Point-per-instance localization data:
== Segment start ==
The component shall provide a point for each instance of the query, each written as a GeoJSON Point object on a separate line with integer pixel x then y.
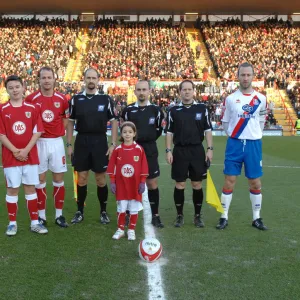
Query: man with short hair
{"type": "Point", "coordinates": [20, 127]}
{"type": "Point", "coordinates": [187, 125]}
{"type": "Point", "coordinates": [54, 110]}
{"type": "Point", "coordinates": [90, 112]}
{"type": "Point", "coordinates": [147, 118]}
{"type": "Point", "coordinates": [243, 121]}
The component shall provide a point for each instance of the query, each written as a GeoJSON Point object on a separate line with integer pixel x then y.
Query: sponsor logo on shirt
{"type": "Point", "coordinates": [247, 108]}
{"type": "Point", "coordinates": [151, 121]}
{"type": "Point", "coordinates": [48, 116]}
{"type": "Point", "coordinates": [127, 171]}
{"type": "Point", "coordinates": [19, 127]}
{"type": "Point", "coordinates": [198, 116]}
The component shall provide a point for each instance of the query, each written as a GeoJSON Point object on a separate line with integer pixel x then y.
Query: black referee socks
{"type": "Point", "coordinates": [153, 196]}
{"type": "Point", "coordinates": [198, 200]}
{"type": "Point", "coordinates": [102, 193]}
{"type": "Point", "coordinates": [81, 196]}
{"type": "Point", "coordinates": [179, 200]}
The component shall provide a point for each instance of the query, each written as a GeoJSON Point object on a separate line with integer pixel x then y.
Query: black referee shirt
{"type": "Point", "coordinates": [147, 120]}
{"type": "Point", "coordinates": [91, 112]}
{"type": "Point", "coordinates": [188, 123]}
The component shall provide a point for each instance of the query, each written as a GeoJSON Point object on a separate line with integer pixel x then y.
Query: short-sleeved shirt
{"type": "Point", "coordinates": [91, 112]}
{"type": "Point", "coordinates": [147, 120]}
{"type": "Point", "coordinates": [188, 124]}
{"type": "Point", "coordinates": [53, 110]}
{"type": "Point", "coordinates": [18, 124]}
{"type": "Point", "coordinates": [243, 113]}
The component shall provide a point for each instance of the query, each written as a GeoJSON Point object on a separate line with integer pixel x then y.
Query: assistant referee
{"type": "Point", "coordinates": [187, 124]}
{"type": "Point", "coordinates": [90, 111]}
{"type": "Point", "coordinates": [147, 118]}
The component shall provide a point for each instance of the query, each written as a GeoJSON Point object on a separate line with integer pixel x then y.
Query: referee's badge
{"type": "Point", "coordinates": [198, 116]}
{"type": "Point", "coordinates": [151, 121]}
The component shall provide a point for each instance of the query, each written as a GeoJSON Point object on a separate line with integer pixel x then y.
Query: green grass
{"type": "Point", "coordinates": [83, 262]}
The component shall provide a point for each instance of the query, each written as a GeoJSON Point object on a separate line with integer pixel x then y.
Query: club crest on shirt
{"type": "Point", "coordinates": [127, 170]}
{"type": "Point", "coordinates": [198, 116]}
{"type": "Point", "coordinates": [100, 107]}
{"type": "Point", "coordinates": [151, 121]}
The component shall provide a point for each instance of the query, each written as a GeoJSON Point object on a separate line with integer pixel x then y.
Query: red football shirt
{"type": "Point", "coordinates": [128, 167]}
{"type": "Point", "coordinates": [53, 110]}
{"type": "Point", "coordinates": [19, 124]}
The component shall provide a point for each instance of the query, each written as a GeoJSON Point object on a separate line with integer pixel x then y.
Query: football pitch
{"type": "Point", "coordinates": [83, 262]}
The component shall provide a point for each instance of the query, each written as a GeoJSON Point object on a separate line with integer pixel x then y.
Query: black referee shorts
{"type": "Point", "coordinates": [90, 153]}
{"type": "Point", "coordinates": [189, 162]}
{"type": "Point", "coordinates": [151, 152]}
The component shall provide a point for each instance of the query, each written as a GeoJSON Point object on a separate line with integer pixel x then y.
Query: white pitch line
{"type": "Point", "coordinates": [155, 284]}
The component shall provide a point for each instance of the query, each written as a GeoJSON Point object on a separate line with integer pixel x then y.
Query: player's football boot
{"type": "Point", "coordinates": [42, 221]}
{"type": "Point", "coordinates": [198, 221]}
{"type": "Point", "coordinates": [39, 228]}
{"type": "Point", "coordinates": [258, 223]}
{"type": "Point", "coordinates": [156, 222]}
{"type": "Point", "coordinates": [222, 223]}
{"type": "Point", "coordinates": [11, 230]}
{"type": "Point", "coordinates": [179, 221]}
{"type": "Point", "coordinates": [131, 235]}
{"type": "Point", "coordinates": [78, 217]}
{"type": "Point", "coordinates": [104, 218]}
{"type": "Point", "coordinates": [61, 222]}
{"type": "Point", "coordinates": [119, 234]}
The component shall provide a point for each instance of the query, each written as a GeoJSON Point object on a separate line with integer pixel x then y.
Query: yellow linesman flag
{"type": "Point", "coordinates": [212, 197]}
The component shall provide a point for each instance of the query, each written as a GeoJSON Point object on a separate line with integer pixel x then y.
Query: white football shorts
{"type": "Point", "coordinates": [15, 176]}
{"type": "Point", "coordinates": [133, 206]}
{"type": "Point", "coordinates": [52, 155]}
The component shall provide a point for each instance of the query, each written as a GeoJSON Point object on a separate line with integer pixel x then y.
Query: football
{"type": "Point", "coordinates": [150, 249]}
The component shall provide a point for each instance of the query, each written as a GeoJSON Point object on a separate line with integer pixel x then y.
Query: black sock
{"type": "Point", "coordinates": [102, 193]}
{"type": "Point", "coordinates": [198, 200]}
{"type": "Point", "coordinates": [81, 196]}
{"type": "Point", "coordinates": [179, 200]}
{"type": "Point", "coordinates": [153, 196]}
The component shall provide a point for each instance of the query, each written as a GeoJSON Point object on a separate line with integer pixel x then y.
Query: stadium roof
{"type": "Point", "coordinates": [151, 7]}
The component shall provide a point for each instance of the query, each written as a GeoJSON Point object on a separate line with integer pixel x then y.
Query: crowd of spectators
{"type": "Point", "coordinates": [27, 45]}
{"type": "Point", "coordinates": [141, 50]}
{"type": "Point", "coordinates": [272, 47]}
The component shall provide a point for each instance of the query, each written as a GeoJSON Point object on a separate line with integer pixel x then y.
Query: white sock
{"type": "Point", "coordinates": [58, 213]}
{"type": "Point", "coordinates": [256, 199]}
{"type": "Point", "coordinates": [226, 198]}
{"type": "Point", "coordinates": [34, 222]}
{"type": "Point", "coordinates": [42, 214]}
== Segment end ==
◆ **Work request**
Set down the records exactly, without the pictures.

◆ **Answer space**
The component shall provide a point for each instance of the query, each written as a GeoJSON Point object on a separate line with integer pixel x then y.
Query: man with short hair
{"type": "Point", "coordinates": [20, 127]}
{"type": "Point", "coordinates": [187, 125]}
{"type": "Point", "coordinates": [54, 110]}
{"type": "Point", "coordinates": [90, 112]}
{"type": "Point", "coordinates": [147, 118]}
{"type": "Point", "coordinates": [243, 121]}
The component shall provide a point for each instance of the query, each written as a GeoJSON Point object on a separate line with integer pixel x then y.
Query: sponsor logo on shirt
{"type": "Point", "coordinates": [247, 108]}
{"type": "Point", "coordinates": [151, 121]}
{"type": "Point", "coordinates": [48, 116]}
{"type": "Point", "coordinates": [127, 171]}
{"type": "Point", "coordinates": [19, 127]}
{"type": "Point", "coordinates": [198, 116]}
The component shall provide a point for each instance of the query, each written as a GeoJSON Point object on a separate line with integer pixel x then y.
Query: black referee socks
{"type": "Point", "coordinates": [153, 196]}
{"type": "Point", "coordinates": [198, 200]}
{"type": "Point", "coordinates": [102, 193]}
{"type": "Point", "coordinates": [81, 196]}
{"type": "Point", "coordinates": [179, 200]}
The component shall provide a point for each instance of the query, each written as a GeoJSON Point object on a separate line with integer pixel x then y.
Query: black referee shirt
{"type": "Point", "coordinates": [147, 120]}
{"type": "Point", "coordinates": [91, 112]}
{"type": "Point", "coordinates": [188, 123]}
The component shall provide a point for each instance of the query, each written as a GeoJSON Point object on a separate line with integer pixel x then y.
Query: short-sleeved shirt
{"type": "Point", "coordinates": [91, 112]}
{"type": "Point", "coordinates": [147, 120]}
{"type": "Point", "coordinates": [188, 124]}
{"type": "Point", "coordinates": [53, 110]}
{"type": "Point", "coordinates": [18, 124]}
{"type": "Point", "coordinates": [243, 113]}
The component shall provide a point for each instance of the query, each written as a GeoJSON Point object on a separate line with integer pixel x then y.
Query: assistant referee
{"type": "Point", "coordinates": [187, 124]}
{"type": "Point", "coordinates": [90, 111]}
{"type": "Point", "coordinates": [147, 118]}
The component shall provide a point for each instance of the query, each written as a GeoJSON Point object on a separate line with integer pixel x then y.
Query: referee's badge
{"type": "Point", "coordinates": [198, 116]}
{"type": "Point", "coordinates": [151, 121]}
The component shall provide a point for each instance of the query, each written as a GeoJSON Point object on a separate line with integer pixel x then y.
Query: green grass
{"type": "Point", "coordinates": [83, 262]}
The component shall provide a point for each instance of the query, each written as a GeoJSON Point object on a separate line with integer pixel x then y.
Query: club crest on shirt
{"type": "Point", "coordinates": [127, 170]}
{"type": "Point", "coordinates": [198, 116]}
{"type": "Point", "coordinates": [100, 107]}
{"type": "Point", "coordinates": [151, 121]}
The component shall provide a point for each instance of the query, each written as a GeoJSON Point object on a separate line with integer pixel x then y.
Query: red football shirt
{"type": "Point", "coordinates": [128, 167]}
{"type": "Point", "coordinates": [53, 110]}
{"type": "Point", "coordinates": [19, 124]}
The component shall provide a point for each instance of the query, each written as a GeoJSON Point object on a separate line with integer pixel x then y.
Query: football pitch
{"type": "Point", "coordinates": [83, 262]}
The component shall provide a point for each instance of the query, each written as a GeoJSON Point object on a separate line with integer pixel x then y.
Query: black referee shorts
{"type": "Point", "coordinates": [90, 153]}
{"type": "Point", "coordinates": [189, 162]}
{"type": "Point", "coordinates": [151, 152]}
The component shall provide a point for each instance of the query, each written as a GeoJSON Point object on a separate line with integer pixel x then y.
Query: white pitch line
{"type": "Point", "coordinates": [155, 284]}
The component shall provide a point for each instance of the query, each written as a GeoJSON Point object on a separate line with integer pixel x then y.
Query: player's football boot
{"type": "Point", "coordinates": [42, 221]}
{"type": "Point", "coordinates": [198, 221]}
{"type": "Point", "coordinates": [39, 228]}
{"type": "Point", "coordinates": [258, 223]}
{"type": "Point", "coordinates": [156, 222]}
{"type": "Point", "coordinates": [222, 223]}
{"type": "Point", "coordinates": [11, 230]}
{"type": "Point", "coordinates": [179, 221]}
{"type": "Point", "coordinates": [131, 235]}
{"type": "Point", "coordinates": [78, 217]}
{"type": "Point", "coordinates": [104, 218]}
{"type": "Point", "coordinates": [61, 222]}
{"type": "Point", "coordinates": [119, 234]}
The component shall provide a point for each instance of the query, each written as a GeoJSON Point object on a separate line with integer pixel x then y.
Query: yellow linesman flag
{"type": "Point", "coordinates": [212, 197]}
The component shall provide a point for each instance of the query, each written as a GeoJSON Point object on a separate line with integer pixel x then y.
Query: white football shorts
{"type": "Point", "coordinates": [15, 176]}
{"type": "Point", "coordinates": [133, 206]}
{"type": "Point", "coordinates": [52, 155]}
The component shall provide a point for each instance of the query, each written as a GeoJSON Point object on a separate line with integer pixel x then y.
Query: football
{"type": "Point", "coordinates": [150, 249]}
The component shall provide a point for each instance of the query, each written as a GeoJSON Point object on a separate line with integer pixel x then y.
Query: black sock
{"type": "Point", "coordinates": [102, 193]}
{"type": "Point", "coordinates": [198, 200]}
{"type": "Point", "coordinates": [81, 196]}
{"type": "Point", "coordinates": [179, 200]}
{"type": "Point", "coordinates": [153, 196]}
The component shall provide a point for each instance of the query, each written as a GeoJSON Point object on a separate line with integer pixel x then y.
Query: stadium roof
{"type": "Point", "coordinates": [151, 7]}
The component shall provide a point for each instance of the query, each written as a GeoJSON Point object on a separate line with integer pixel x then y.
Query: crowd of spectators
{"type": "Point", "coordinates": [27, 45]}
{"type": "Point", "coordinates": [141, 50]}
{"type": "Point", "coordinates": [272, 47]}
The component shall provide a point for each instance of the query, each written as a GeoJSON Point object on a separate line with integer pixel x then y.
Query: white sock
{"type": "Point", "coordinates": [58, 213]}
{"type": "Point", "coordinates": [256, 199]}
{"type": "Point", "coordinates": [226, 198]}
{"type": "Point", "coordinates": [34, 222]}
{"type": "Point", "coordinates": [42, 214]}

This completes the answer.